=== Provided material ===
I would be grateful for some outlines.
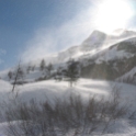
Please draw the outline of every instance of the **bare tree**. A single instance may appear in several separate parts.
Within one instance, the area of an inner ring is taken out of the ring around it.
[[[80,67],[79,63],[75,61],[73,59],[69,60],[67,63],[67,70],[66,70],[66,77],[70,83],[70,87],[72,87],[73,82],[76,82],[80,77]]]
[[[46,67],[46,69],[47,69],[47,71],[48,71],[48,76],[50,77],[50,72],[52,72],[52,70],[54,69],[54,68],[53,68],[53,65],[49,64],[49,65]]]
===
_What the task asks_
Lay out the lines from the start of the items up to and including the line containing "Within one instance, the" as a Markdown table with the columns No. and Line, skipping blank lines and leaving out the pictures.

_Solution to the problem_
| No. | Line |
|---|---|
| 1 | I would be grateful for some outlines. |
| 2 | Please draw the outline of every instance of the **bare tree**. A single instance may appear in several separate parts. |
| 3 | Within one instance, the area of an inner ring is taken out of the ring around it. |